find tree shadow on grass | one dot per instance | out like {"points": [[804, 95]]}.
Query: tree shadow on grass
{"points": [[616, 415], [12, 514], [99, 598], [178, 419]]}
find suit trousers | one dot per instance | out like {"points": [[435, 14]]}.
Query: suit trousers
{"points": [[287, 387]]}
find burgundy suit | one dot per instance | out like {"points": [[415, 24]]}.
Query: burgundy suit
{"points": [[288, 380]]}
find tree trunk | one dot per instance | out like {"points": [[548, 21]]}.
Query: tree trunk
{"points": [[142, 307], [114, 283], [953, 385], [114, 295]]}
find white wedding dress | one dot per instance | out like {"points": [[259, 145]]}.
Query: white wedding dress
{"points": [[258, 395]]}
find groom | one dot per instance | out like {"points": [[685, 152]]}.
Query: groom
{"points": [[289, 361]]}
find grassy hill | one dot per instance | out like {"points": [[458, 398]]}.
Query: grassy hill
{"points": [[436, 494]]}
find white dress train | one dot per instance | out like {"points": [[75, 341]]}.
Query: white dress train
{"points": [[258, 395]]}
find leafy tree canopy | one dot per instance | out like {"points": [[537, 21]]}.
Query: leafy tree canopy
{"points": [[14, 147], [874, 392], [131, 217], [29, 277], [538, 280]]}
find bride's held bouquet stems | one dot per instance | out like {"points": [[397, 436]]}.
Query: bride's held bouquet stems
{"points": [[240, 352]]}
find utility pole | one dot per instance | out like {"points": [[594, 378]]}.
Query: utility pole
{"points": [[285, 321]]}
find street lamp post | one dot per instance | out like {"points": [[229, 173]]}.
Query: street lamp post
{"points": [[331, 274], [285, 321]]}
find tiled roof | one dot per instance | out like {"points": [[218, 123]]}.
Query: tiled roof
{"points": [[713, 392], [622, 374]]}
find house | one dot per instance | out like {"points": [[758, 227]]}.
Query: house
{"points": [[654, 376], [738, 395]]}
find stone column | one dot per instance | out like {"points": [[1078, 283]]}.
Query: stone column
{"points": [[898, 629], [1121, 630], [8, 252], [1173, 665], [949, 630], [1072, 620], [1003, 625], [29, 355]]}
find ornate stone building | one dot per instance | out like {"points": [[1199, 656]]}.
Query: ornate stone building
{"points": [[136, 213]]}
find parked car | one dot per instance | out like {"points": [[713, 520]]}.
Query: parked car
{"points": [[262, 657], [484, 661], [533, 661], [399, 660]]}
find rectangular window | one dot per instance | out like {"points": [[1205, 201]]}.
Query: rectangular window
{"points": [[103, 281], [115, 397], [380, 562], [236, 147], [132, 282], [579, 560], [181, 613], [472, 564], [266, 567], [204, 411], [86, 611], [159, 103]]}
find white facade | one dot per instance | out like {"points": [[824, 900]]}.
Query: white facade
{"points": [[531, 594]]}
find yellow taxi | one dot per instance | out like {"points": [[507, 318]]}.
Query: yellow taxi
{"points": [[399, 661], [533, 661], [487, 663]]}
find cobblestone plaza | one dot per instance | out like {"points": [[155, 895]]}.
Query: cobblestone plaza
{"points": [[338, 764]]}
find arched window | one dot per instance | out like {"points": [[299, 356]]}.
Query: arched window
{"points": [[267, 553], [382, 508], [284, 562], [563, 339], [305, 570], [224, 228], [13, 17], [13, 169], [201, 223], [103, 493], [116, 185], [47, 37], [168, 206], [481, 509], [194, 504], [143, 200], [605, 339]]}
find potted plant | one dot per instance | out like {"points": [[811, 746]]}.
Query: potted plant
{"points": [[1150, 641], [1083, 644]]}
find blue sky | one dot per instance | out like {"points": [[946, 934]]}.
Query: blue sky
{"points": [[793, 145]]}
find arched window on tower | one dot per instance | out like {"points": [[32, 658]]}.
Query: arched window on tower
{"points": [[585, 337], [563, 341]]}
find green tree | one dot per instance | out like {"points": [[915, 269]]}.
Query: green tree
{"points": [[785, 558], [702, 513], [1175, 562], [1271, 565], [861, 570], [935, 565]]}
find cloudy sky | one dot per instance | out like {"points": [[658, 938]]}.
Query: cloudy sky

— Work to complete —
Take the line that contains "find yellow taxi" and each line after it down to the last of the records, and retype them exactly; add nothing else.

— Result —
find yellow taxi | one dot per instance | out like {"points": [[507, 318]]}.
Query: yellow taxi
{"points": [[399, 661], [533, 661], [487, 663]]}
find cobblestone plaza | one dot per instance | out like {"points": [[155, 895]]}.
Query: cobblestone plaza
{"points": [[338, 764]]}
find arched window | one dot per instance | out like {"points": [[299, 356]]}.
Query: arched window
{"points": [[267, 553], [382, 508], [284, 562], [563, 339], [305, 570], [224, 228], [13, 17], [13, 169], [201, 223], [103, 493], [116, 185], [47, 37], [168, 206], [481, 509], [194, 504], [143, 200], [605, 339]]}
find potted plant | one dot per instance | out like {"points": [[811, 746]]}.
Query: potted plant
{"points": [[1150, 641], [1083, 644]]}
find blue sky | one dot per instance | out like {"points": [[946, 934]]}.
Query: blue sky
{"points": [[793, 145]]}
find arched window on tower | one dot per instance | out like {"points": [[32, 658]]}.
Query: arched window on tower
{"points": [[585, 337], [563, 341]]}
find green tree | one dot per instance | out like {"points": [[915, 269]]}.
Query: green tree
{"points": [[785, 558], [702, 513], [1175, 562], [1271, 565], [861, 570], [935, 565]]}
find cloudy sky | one dot per instance | out like {"points": [[658, 938]]}.
Query: cloudy sky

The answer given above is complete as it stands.